[Задание 1] Какие фамилии людей упомянуты в обзоре о литературной критике? Перечислите все.
[Задание 2] Верните дословно часть обзора о литературной критике, начиная с "Возможно, все это" и заканчивая "2025. — (Технологии культуры).".

|
НАБЛЮДАТЕЛЬ
скоропись ольги балла
Книги этой Скорописи объединяет тема литературной критики. Автор первой из них стремится понять, как вообще устроена литературная критика (по крайней мере — в русском языковом и смысловом пространстве последних двух с лишним столетий), и прояснить принципы, на которых основываются ее суждения. Автор второй книги практикует критику как таковую, во вполне классическом смысле (все-таки, правда, несколько раздвигая ее рамки). И, наконец, автор третьей книги тоже ее практикует, однако делает это уже заметно менее ортодоксально и раздвигает ее рамки еще более.
Возможно, все это поможет нам ответить на вопрос: каковы все-таки рамки этого занятия и до каких пределов они могут быть раздвинуты?
Константин Фрумкин. Аргументы русских литературных критиков. Обоснования оценочных суждений о литературе от Карамзина до начала XXI века. — М.: Академический проект, 2025. — (Технологии культуры).

Сохранённые строки:

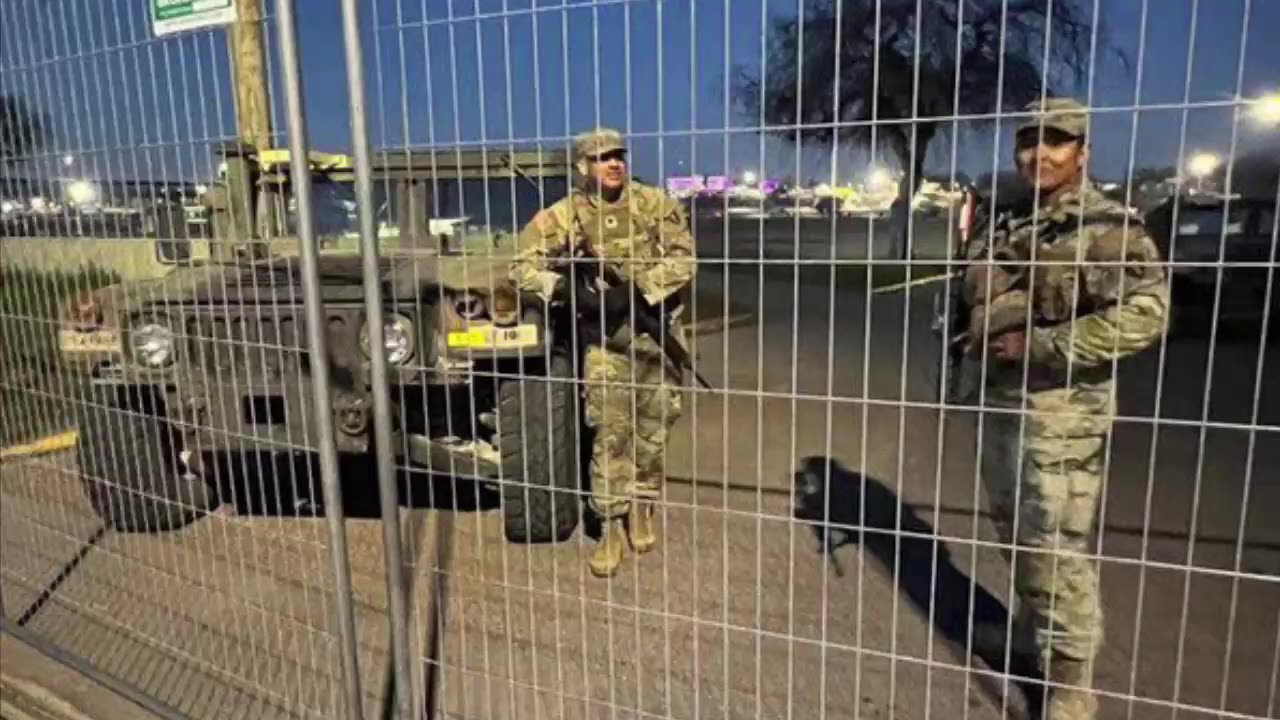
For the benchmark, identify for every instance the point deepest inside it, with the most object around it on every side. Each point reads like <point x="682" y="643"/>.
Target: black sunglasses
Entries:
<point x="611" y="155"/>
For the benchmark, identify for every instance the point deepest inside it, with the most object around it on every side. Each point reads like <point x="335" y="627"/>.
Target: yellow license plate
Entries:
<point x="490" y="337"/>
<point x="95" y="341"/>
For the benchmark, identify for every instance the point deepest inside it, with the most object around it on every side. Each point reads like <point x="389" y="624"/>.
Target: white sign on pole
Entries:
<point x="179" y="16"/>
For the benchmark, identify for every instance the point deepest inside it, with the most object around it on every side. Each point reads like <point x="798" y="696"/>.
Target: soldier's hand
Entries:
<point x="617" y="300"/>
<point x="1009" y="346"/>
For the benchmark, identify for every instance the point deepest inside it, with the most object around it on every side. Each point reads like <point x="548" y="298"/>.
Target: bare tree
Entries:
<point x="22" y="130"/>
<point x="906" y="68"/>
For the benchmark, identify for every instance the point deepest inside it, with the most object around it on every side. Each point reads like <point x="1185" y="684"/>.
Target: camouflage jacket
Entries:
<point x="644" y="237"/>
<point x="1096" y="286"/>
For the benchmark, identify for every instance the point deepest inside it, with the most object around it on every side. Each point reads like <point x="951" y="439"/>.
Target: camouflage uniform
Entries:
<point x="631" y="390"/>
<point x="1098" y="295"/>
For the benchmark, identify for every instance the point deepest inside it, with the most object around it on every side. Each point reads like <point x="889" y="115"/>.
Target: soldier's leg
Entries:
<point x="1055" y="579"/>
<point x="1063" y="479"/>
<point x="609" y="401"/>
<point x="1001" y="474"/>
<point x="658" y="406"/>
<point x="1001" y="458"/>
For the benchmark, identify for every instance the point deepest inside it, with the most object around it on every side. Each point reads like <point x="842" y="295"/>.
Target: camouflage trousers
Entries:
<point x="1043" y="479"/>
<point x="631" y="404"/>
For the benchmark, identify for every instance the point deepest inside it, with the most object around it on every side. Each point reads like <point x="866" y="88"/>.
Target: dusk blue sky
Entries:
<point x="494" y="72"/>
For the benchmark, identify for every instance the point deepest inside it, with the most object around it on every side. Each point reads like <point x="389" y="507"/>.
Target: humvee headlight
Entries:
<point x="397" y="340"/>
<point x="151" y="343"/>
<point x="504" y="308"/>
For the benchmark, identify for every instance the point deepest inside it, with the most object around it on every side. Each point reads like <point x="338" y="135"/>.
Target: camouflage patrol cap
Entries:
<point x="595" y="142"/>
<point x="1057" y="113"/>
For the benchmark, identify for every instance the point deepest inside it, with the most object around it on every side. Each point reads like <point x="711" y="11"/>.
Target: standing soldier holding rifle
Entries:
<point x="618" y="253"/>
<point x="1064" y="288"/>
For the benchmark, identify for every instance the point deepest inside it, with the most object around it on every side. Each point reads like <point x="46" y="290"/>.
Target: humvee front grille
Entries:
<point x="264" y="343"/>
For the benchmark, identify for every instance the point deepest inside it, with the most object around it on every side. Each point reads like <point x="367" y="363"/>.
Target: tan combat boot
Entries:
<point x="1075" y="701"/>
<point x="607" y="556"/>
<point x="640" y="527"/>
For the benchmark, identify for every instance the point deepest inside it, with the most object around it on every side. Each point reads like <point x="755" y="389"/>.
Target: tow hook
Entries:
<point x="352" y="417"/>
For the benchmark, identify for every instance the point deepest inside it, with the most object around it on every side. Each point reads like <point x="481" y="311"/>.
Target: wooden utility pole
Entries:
<point x="248" y="59"/>
<point x="248" y="218"/>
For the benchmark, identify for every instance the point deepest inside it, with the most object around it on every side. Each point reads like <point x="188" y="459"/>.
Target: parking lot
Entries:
<point x="737" y="613"/>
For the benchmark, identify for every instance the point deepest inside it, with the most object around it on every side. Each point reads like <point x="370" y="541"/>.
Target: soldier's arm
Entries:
<point x="542" y="244"/>
<point x="1124" y="279"/>
<point x="675" y="264"/>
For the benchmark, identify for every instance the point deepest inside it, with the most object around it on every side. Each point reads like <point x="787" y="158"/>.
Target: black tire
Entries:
<point x="132" y="474"/>
<point x="538" y="418"/>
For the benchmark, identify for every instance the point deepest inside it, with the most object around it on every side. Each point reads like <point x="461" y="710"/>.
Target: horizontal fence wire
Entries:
<point x="978" y="414"/>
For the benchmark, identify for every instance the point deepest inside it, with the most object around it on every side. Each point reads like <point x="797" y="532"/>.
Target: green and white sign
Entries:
<point x="179" y="16"/>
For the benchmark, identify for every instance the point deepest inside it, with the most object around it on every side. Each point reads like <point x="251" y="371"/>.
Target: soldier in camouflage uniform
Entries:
<point x="630" y="386"/>
<point x="1097" y="294"/>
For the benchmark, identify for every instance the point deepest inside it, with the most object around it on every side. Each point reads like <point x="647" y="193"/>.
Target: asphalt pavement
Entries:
<point x="740" y="613"/>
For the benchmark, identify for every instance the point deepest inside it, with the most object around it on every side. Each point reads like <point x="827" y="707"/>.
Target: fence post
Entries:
<point x="387" y="490"/>
<point x="319" y="350"/>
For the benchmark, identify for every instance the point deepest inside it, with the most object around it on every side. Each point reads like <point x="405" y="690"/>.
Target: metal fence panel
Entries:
<point x="213" y="336"/>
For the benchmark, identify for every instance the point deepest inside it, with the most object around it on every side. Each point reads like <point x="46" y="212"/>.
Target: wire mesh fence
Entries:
<point x="617" y="358"/>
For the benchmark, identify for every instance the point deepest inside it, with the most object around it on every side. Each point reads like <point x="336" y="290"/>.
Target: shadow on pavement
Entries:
<point x="855" y="509"/>
<point x="288" y="486"/>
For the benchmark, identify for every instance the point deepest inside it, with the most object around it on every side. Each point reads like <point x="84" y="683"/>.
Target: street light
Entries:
<point x="1266" y="110"/>
<point x="1202" y="165"/>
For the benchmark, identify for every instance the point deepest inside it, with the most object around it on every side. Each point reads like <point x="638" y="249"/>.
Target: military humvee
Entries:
<point x="195" y="372"/>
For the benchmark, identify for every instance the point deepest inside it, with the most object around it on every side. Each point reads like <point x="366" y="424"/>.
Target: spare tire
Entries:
<point x="132" y="474"/>
<point x="538" y="433"/>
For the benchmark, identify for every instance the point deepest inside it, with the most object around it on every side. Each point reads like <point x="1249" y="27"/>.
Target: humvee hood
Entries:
<point x="279" y="279"/>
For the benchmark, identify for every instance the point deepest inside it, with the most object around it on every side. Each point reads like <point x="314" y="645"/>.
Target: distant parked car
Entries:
<point x="1206" y="235"/>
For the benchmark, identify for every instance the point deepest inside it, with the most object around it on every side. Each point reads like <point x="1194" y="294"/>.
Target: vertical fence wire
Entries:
<point x="732" y="615"/>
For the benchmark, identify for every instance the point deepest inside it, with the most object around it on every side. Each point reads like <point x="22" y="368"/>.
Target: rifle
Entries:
<point x="648" y="319"/>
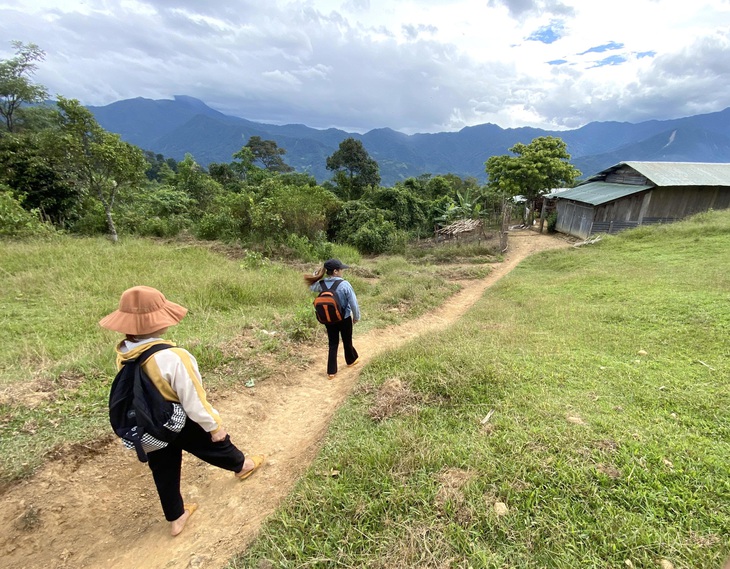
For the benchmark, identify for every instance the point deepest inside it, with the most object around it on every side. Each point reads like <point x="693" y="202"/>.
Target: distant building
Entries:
<point x="630" y="194"/>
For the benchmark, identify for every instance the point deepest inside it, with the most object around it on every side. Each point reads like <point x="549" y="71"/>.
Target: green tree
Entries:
<point x="36" y="178"/>
<point x="16" y="87"/>
<point x="192" y="179"/>
<point x="268" y="153"/>
<point x="97" y="161"/>
<point x="354" y="169"/>
<point x="536" y="168"/>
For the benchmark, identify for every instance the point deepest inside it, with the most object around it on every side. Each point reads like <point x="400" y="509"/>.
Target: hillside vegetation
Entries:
<point x="577" y="417"/>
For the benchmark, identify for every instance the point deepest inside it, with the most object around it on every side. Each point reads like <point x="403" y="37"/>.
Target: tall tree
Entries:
<point x="16" y="87"/>
<point x="98" y="161"/>
<point x="536" y="168"/>
<point x="354" y="169"/>
<point x="268" y="153"/>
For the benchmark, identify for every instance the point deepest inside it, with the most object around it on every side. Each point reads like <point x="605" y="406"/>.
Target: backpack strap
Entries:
<point x="332" y="288"/>
<point x="136" y="434"/>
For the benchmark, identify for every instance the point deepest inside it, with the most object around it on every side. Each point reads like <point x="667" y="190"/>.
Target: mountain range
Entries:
<point x="184" y="125"/>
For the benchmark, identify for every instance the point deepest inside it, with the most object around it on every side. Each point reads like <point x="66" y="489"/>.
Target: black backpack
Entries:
<point x="138" y="412"/>
<point x="326" y="307"/>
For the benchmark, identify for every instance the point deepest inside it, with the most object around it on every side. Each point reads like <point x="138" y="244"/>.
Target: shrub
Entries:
<point x="17" y="222"/>
<point x="375" y="236"/>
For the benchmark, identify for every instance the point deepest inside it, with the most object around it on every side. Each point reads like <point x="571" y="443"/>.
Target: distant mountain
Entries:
<point x="187" y="125"/>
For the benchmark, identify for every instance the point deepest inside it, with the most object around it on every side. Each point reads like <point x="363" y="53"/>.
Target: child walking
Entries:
<point x="327" y="275"/>
<point x="143" y="316"/>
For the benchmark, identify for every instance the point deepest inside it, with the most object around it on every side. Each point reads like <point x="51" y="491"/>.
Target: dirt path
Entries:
<point x="103" y="511"/>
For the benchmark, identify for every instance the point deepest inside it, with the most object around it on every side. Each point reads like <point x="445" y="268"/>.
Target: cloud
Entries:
<point x="603" y="48"/>
<point x="519" y="8"/>
<point x="612" y="60"/>
<point x="412" y="66"/>
<point x="548" y="34"/>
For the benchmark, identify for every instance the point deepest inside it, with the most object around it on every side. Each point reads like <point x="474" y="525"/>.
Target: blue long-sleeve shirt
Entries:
<point x="345" y="296"/>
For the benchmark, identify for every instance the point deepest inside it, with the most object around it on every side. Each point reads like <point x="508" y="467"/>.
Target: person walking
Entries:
<point x="143" y="316"/>
<point x="326" y="276"/>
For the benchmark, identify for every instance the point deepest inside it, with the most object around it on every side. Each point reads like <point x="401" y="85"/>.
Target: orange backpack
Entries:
<point x="326" y="307"/>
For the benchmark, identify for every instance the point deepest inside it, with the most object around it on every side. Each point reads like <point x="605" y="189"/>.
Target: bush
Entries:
<point x="373" y="237"/>
<point x="217" y="226"/>
<point x="17" y="222"/>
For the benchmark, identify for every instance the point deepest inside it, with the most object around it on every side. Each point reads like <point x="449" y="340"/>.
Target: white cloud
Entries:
<point x="412" y="65"/>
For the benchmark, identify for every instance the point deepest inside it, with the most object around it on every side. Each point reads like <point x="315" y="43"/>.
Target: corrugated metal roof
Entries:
<point x="597" y="193"/>
<point x="679" y="173"/>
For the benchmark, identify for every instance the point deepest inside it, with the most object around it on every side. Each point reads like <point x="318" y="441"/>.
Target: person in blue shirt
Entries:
<point x="328" y="274"/>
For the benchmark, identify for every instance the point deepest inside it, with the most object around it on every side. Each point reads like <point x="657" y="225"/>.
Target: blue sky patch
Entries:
<point x="611" y="60"/>
<point x="548" y="34"/>
<point x="612" y="45"/>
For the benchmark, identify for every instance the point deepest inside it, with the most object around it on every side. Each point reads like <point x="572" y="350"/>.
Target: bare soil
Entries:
<point x="97" y="506"/>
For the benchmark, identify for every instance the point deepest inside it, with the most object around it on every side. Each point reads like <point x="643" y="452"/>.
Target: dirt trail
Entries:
<point x="103" y="511"/>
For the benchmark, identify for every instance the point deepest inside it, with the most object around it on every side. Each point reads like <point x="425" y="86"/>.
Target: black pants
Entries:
<point x="334" y="331"/>
<point x="166" y="463"/>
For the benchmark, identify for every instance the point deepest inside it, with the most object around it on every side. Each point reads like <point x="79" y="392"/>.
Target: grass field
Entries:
<point x="577" y="417"/>
<point x="56" y="363"/>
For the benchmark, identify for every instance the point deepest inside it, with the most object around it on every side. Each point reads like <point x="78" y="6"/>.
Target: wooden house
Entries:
<point x="630" y="194"/>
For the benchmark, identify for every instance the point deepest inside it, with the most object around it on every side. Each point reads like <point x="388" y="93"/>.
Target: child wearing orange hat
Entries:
<point x="143" y="316"/>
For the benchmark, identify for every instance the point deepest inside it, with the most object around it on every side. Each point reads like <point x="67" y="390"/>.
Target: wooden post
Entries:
<point x="542" y="213"/>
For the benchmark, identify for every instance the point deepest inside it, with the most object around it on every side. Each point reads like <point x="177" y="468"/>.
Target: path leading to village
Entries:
<point x="97" y="507"/>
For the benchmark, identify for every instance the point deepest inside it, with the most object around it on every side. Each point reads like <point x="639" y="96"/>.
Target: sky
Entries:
<point x="413" y="66"/>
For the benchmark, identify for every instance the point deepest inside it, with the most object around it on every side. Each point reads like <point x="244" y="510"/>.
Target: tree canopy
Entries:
<point x="16" y="87"/>
<point x="354" y="169"/>
<point x="536" y="168"/>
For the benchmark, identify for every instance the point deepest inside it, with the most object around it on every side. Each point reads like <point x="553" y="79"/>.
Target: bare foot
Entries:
<point x="249" y="465"/>
<point x="178" y="525"/>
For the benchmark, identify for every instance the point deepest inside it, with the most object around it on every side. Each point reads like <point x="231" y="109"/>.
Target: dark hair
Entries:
<point x="311" y="279"/>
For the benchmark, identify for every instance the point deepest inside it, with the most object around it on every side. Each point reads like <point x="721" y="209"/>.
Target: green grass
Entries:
<point x="607" y="371"/>
<point x="56" y="363"/>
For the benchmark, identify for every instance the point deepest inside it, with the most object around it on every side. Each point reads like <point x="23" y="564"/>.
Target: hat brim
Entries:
<point x="137" y="324"/>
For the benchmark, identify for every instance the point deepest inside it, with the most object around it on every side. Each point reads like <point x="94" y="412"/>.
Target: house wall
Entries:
<point x="673" y="203"/>
<point x="658" y="205"/>
<point x="574" y="218"/>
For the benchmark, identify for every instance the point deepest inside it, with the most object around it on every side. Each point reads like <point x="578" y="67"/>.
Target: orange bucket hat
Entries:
<point x="143" y="310"/>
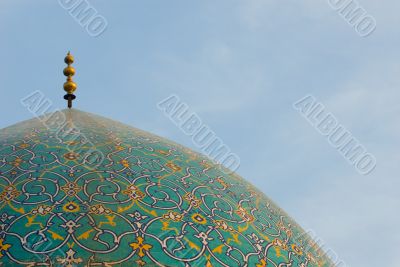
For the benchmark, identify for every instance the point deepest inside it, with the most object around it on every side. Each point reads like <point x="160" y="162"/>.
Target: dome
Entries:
<point x="94" y="192"/>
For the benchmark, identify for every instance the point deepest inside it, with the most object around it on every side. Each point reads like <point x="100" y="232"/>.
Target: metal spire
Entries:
<point x="69" y="86"/>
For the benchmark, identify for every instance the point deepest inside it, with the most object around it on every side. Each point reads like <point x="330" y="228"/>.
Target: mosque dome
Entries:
<point x="91" y="191"/>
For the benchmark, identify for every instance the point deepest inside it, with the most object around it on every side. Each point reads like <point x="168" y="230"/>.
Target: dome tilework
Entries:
<point x="142" y="201"/>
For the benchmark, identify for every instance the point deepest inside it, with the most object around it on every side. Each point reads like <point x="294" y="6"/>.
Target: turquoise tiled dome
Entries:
<point x="93" y="192"/>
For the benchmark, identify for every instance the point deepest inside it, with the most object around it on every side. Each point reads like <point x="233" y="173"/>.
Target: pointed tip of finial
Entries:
<point x="69" y="86"/>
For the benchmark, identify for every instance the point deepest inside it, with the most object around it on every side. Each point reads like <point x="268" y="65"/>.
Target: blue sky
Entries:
<point x="240" y="65"/>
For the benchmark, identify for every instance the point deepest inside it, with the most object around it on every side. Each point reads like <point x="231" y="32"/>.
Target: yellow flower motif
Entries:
<point x="125" y="163"/>
<point x="42" y="210"/>
<point x="71" y="189"/>
<point x="244" y="214"/>
<point x="192" y="200"/>
<point x="262" y="263"/>
<point x="119" y="148"/>
<point x="71" y="207"/>
<point x="279" y="243"/>
<point x="99" y="209"/>
<point x="16" y="162"/>
<point x="9" y="193"/>
<point x="134" y="192"/>
<point x="198" y="218"/>
<point x="173" y="166"/>
<point x="174" y="216"/>
<point x="24" y="145"/>
<point x="3" y="247"/>
<point x="296" y="249"/>
<point x="223" y="226"/>
<point x="139" y="245"/>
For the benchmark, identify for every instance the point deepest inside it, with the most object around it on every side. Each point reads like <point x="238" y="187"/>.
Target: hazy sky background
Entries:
<point x="239" y="65"/>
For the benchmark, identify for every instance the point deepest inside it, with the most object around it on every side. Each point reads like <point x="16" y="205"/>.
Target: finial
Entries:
<point x="69" y="85"/>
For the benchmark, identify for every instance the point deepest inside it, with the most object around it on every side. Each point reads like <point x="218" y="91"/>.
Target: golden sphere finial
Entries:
<point x="69" y="86"/>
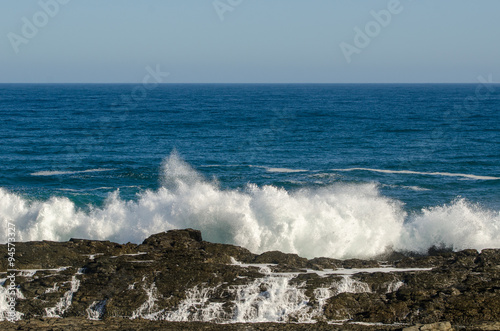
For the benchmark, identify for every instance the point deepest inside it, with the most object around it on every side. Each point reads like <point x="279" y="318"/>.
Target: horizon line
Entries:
<point x="237" y="83"/>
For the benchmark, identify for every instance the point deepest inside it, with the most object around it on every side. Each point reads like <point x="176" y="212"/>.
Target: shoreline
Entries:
<point x="175" y="277"/>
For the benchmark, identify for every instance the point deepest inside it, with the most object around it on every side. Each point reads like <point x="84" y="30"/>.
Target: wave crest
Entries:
<point x="341" y="221"/>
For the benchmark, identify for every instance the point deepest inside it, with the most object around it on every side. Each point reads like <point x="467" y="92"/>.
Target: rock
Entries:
<point x="440" y="326"/>
<point x="177" y="276"/>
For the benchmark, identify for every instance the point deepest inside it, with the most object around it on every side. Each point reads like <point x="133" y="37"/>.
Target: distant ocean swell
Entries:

[Правильный результат 1] Балла, Фрумкин, Карамзин

[Правильный результат 2]
Возможно, все это поможет нам ответить на вопрос: каковы все-таки рамки этого занятия и до каких пределов они могут быть раздвинуты?
Константин Фрумкин. Аргументы русских литературных критиков. Обоснования оценочных суждений о литературе от Карамзина до начала XXI века. — М.: Академический проект, 2025. — (Технологии культуры).